Exercícios
• a. Reescreva o trecho do texto sobre Liniker que começa nas palavras "Percebemos em muitos" e vai até "sorte de degusta-las.", inclusive, substituindo "jornalistas" por "críticos".
• b. Liste os itens que, segundo o texto sobre Liniker, o cantor usa nos vídeos.

Texto fornecido
········

Percebemos em muitos lugares os jornalistas situarem Liniker como uma promessa. Mas entendemos que essa pequena obra de estreia já é (pela sua singularidade e qualidade artística) uma realidade. Seu timbre de voz e suas três primeiras composições podem até ser promessas, mas se o são seriam antes promessas de felicidade para quem tiver a sorte de degusta-las.
Liniker possui um canto daqueles que não podem ser comparados aos aspirantes a cantores que muitas vezes vemos causar frisson no The Voice Brasil, pois isso (o canto) não se conquista pela beleza de uma voz.
Aquela rouquidão e presença de palco não podem ser ensinadas. Elas são conquistas apenas dos que conseguem definir um estilo singular. Estudante de teatro, possui uma presença de palco impressionante em seus movimentos e na sua “montagem”. Nos vídeos vemos o cantor vestido de saia, blusa feminina, enormes argolas, batom e um imenso turbante. Liniker é um artista pronto pra entrar em estúdio e nos mostrar até onde ele é capaz de ir, mas temos certeza de que ele pode ir muito longe.
Em tempos de reação homofóbica generalizada, quando estarrecidos vemos a cada dia bandeiras reacionárias sendo defendidas por políticos em rede nacional, a estreia de Liniker, do seu corpo político revolucionário é uma lufada de ar fresco, seja pela sua sexualidade explicita, pela sua voz apaixonante, pela verdade de seu ser, ou pela postura orgulhosa de Divo.
Transgressão em mode soul e funk originais, emanando amor. Lacrando em sua estreia, provocando um enorme sucesso, tombando todos os julgamentos morais com a força de uma estética deliciosamente transgressora, abençoado pela força da música. Preto e gay, cheio de swingue e groove. Potência pura!

········

Registros fornecidos
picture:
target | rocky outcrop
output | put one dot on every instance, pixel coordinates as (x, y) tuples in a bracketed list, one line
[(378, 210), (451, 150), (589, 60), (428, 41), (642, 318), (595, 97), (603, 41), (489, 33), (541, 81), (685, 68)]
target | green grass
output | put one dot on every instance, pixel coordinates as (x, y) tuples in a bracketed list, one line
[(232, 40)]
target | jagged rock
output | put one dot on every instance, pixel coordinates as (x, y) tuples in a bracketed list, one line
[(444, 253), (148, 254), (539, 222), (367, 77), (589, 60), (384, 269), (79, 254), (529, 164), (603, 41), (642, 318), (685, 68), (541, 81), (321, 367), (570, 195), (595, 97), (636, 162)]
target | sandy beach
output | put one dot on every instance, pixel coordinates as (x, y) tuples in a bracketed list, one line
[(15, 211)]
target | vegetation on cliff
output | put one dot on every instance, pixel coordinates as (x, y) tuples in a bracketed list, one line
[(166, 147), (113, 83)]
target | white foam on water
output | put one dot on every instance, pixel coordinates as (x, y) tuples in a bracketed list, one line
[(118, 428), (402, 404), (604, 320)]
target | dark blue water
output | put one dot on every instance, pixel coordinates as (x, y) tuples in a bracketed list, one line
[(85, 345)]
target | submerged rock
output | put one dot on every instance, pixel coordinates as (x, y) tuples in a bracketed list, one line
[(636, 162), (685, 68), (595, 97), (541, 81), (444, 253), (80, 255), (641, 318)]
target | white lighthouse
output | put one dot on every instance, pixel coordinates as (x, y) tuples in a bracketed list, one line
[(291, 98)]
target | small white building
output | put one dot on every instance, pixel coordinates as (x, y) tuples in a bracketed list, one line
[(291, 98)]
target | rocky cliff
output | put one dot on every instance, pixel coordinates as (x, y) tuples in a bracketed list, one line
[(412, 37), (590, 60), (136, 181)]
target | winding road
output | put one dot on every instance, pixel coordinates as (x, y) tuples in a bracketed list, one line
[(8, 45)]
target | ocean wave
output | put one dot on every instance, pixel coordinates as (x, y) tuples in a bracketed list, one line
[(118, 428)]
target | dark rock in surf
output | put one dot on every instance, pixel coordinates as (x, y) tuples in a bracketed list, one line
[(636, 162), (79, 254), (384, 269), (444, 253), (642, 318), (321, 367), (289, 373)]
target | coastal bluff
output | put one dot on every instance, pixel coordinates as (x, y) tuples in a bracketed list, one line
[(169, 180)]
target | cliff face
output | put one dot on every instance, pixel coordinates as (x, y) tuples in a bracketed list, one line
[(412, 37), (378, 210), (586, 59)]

········

Respostas
• a.
Percebemos em muitos lugares os críticos situarem Liniker como uma promessa. Mas entendemos que essa pequena obra de estreia já é (pela sua singularidade e qualidade artística) uma realidade. Seu timbre de voz e suas três primeiras composições podem até ser promessas, mas se o são seriam antes promessas de felicidade para quem tiver a sorte de degusta-las.

• b. saia; blusa feminina; enormes argolas; batom; imenso turbante